[Start of section]

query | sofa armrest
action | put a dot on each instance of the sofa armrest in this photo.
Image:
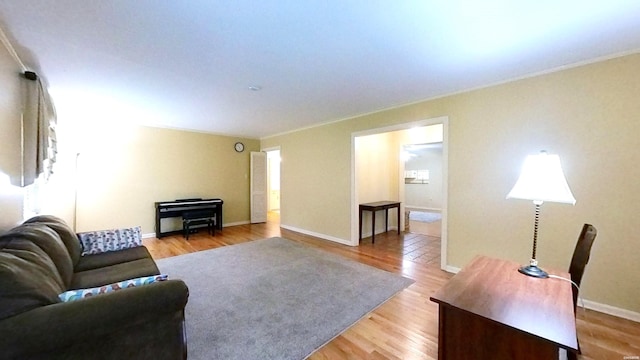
(61, 325)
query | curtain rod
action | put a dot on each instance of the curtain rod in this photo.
(12, 52)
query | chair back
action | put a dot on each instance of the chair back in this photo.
(581, 258)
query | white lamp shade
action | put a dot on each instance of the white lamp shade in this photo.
(542, 180)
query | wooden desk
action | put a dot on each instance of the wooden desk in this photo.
(376, 206)
(491, 311)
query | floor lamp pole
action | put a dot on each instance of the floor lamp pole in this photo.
(532, 269)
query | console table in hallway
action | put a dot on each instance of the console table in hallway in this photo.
(376, 206)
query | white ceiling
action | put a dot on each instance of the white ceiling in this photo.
(189, 64)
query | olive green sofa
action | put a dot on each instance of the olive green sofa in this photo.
(41, 259)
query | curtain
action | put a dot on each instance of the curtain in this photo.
(38, 131)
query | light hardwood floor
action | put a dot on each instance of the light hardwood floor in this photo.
(406, 326)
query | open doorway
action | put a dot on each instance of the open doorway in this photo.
(273, 185)
(379, 174)
(422, 182)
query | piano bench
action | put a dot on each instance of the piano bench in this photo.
(196, 218)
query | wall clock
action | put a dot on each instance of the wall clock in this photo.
(239, 147)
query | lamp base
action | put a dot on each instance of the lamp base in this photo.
(533, 270)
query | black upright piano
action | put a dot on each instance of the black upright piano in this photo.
(167, 209)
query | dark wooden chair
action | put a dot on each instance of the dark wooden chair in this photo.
(191, 219)
(578, 263)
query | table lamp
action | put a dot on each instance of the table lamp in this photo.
(541, 180)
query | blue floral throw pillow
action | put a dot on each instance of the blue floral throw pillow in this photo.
(96, 242)
(73, 295)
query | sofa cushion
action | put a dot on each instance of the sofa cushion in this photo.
(89, 262)
(28, 277)
(49, 241)
(67, 235)
(96, 242)
(73, 295)
(114, 273)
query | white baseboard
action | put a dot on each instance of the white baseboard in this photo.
(451, 269)
(318, 235)
(421, 208)
(588, 304)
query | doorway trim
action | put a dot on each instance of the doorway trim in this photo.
(444, 120)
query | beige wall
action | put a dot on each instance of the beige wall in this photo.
(119, 180)
(589, 115)
(10, 158)
(376, 176)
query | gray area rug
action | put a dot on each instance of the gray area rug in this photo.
(426, 217)
(274, 298)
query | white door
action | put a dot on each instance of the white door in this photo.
(258, 187)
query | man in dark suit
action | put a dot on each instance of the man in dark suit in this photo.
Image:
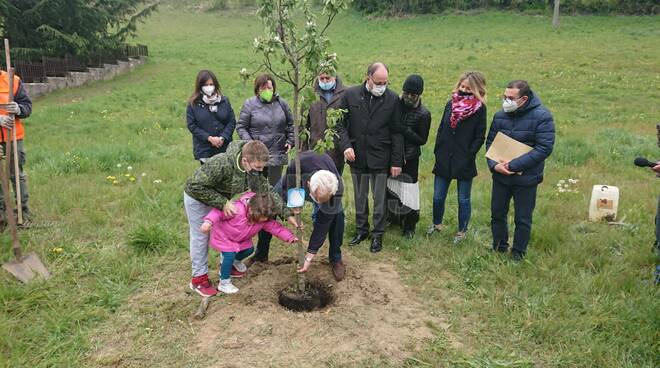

[End of section]

Problem description:
Whenever the string "armrest" shows up in a line of the entries, copy that line.

Solution to this exercise:
query | sofa armrest
action | put a dot on each instance of the sofa armrest in this photo.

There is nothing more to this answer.